- _Extrait du texte_
Ses précédentes pièces made-to-order issues de son studio SR_A se concentrent généralement sur l'artisanat et l'individualité, mais le modèle de production de masse de Zara exige une approche différente, qui allie design haut de gamme et accessibilité. Et bien que Zara soit souvent synonyme de design standardisé et de distribution massive (mais au fond, la mode est-elle vraiment si différente ?), Ross ne perçoit pas de distinction réelle entre les deux modèles : «Les deux sont conçus pour la société», explique-t-il. «Notre atelier existe pour préserver et étendre des techniques de fabrication intenses, pour travailler avec des ateliers locaux autour d’idées très spécifiques qui portent une beauté brute». L'accent mis sur l'artisanat reste fondamental, mais Ross adopte également la fonctionnalité et l'accessibilité qu'offre un détaillant à grand volume comme Zara : «Notre ligne d'accès est la fonction. Se déplacer entre les espaces avec aisance, sans difficulté. C'est la dissimulation et la paix», ajoute-t-il, soulignant son désir que la mode joue un rôle pratique et fonctionnel dans la vie quotidienne des gens. Ross s'est inspiré d'une idée de pureté des lignes qui dialogue à la fois avec les archétypes historiques du vêtement et leurs évolutions plus futuristes. Et malgré les différences entre le modèle plus contrôlé de SR_A et la production rapide de Zara, comme il le dit lui-même : «Il n’y a pas de défi, seulement des solutions et de nouvelles idées». C'est une série de mots avec laquelle Ross a choisi de définir son «uniforme fonctionnel» : «Aisance. Confort. Fonction. Repos. Accès».
Équilibrer le luxe avec l’accessibilité de masse est un dilemme courant pour les designers dans des collaborations comme celle-ci, mais Ross a été aussi clair que concis en affirmant qu'il y a peu de différence entre le marché de la mode et la grande distribution : «Le commerce de gros est un marché de masse. Ce ne sont que des illusions et de la sémantique». Pour Ross, l’accent est davantage mis sur les valeurs fondamentales de passion, d’intention et d’engagement envers le projet qu’il construit. «Je ne me soucie pas de l’équilibre», dit-il, «je me concentre sur de nouvelles idées et sur ce qui vient ensuite. Je me concentre sur ce qui est le mieux pour l’univers de marque que nous construisons chaque jour. Chaque détail en fait partie». L'innovation est ce que Ross a en tête, et elle passe à la fois par la «culture et la connexion» des nouvelles technologies numériques (bien que le designer n'ait pas précisé exactement comment ces technologies jouent un rôle dans sa production) et par un modèle commercial direct au consommateur : «Je fais le choix de donner la priorité aux mécanismes de vente directe», déclare Ross. «Un focus sur la construction d’un univers. Un univers unique». Sans pour autant renoncer à créer une expérience complète et immersive. Pour Ross, par exemple, le processus de création d'une «couche spéciale de vente au détail», comme il l'appelle, est crucial. À cet égard, il cite la collaboration de SR_A avec Dover Street Market, décrivant l’importance d’entrer dans un «univers complet» où la cohérence globale de la collection et son appartenance à un univers esthétique unique peuvent émerger plus clairement.

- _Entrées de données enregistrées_
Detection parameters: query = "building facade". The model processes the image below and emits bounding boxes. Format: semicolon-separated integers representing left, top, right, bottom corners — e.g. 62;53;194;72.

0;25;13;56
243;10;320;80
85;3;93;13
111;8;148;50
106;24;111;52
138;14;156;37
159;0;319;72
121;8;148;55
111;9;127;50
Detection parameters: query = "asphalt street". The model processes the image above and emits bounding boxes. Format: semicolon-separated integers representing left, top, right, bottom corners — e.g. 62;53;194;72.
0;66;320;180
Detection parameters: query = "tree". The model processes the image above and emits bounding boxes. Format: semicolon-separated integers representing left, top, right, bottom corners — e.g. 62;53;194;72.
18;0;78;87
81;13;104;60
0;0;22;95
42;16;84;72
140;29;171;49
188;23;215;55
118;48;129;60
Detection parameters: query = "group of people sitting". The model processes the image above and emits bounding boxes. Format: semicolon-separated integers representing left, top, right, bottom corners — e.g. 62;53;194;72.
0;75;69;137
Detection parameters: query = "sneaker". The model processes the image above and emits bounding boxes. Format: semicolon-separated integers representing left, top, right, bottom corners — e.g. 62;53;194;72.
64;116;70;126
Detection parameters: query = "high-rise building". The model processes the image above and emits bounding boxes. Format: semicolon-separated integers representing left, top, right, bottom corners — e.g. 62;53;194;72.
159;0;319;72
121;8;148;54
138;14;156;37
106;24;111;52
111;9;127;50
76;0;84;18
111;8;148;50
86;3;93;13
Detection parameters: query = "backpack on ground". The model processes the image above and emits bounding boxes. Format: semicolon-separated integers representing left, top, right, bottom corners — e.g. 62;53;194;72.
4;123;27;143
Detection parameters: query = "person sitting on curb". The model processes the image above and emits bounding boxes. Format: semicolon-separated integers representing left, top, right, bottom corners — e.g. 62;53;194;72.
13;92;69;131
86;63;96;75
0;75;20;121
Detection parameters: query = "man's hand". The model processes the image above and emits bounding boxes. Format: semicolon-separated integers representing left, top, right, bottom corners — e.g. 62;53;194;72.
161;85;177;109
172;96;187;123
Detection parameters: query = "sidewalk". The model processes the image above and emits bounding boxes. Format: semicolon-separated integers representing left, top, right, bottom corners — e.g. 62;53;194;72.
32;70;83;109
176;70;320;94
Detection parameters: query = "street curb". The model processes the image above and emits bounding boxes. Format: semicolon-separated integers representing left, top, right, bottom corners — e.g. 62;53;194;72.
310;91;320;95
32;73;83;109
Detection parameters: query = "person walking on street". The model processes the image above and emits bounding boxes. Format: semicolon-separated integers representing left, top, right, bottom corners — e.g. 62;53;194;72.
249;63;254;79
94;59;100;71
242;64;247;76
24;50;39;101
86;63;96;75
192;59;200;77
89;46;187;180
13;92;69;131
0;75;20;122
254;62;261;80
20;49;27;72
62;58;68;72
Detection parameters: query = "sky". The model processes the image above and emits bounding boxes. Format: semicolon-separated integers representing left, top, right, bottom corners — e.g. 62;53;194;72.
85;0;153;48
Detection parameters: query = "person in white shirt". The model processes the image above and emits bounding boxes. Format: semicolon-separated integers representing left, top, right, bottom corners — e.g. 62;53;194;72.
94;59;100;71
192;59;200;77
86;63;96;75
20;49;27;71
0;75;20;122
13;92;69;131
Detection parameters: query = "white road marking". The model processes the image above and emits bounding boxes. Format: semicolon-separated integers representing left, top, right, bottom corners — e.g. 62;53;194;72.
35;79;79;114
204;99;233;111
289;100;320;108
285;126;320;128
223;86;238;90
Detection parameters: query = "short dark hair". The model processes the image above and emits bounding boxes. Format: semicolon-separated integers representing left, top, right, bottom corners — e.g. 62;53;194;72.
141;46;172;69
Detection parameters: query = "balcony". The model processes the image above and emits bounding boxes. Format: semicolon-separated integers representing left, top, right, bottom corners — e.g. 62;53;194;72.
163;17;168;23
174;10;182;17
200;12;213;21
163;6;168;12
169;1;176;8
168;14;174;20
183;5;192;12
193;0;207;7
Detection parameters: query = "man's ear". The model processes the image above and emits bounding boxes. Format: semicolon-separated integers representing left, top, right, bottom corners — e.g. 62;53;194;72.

- _Défi 1_
Dans l'extrait sur la collaboration de Ross avec Zara, quel détaillant Ross cite-t-il comme partenaire de SR_A pour illustrer l'importance d'un « univers complet » ?
- _Défi 2_
Rédigez la suite de l'extrait sur la collaboration de Ross avec Zara, en partant de sa dernière phrase.
Les items ne servent à rien pour cette consigne.

- _Réponse rédigée 1_
Dover Street Market.

- _Réponse rédigée 2_
La montée des collaborations entre designers et marques grand public comme Zara, Uniqlo et Gap a été une tendance marquante de ces dernières années. Alors que de plus en plus de designers font le saut de la haute couture vers ces collaborations, Ross y voit un signe que l’industrie évolue. «Nous écoutons notre époque. Nous le ressentons. Vous le ressentez», explique-t-il. «Les idées ne devraient pas être difficiles à atteindre. Les vêtements sont pour toute l’humanité, pas pour quelques-uns. Les prix doivent être justes, les idées peuvent être protégées par des quantités réduites. Le prix ne devrait pas toujours être une barrière. Nous avons besoin d’harmonie. Je suis concentré sur l’harmonie».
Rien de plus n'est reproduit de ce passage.